▶ _ABOUT THIS EXERCISE_:
The records that follow must be printed exactly as they are.

[Collection entries]

________________

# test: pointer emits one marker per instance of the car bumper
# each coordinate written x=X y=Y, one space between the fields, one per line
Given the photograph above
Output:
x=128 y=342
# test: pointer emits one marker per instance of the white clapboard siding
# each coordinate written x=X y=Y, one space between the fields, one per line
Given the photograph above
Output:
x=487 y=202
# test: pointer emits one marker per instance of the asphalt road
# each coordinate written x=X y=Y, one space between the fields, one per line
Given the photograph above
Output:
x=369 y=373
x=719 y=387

________________

▶ _WORKED SOLUTION_:
# test: pointer emits one marker per instance of the car bumper
# each coordinate written x=X y=Y, one space between the fields, one per line
Given the photograph above
Output:
x=128 y=342
# test: pointer emits one marker per instance of the white clapboard siding
# each coordinate written x=X y=Y, one space between the fields, one per line
Given the photograph above
Output:
x=487 y=202
# test: pointer emits one marker per instance of the asphalt road
# each coordinate written x=X y=Y, one space between the fields, one per line
Given the photograph above
Output:
x=369 y=373
x=719 y=387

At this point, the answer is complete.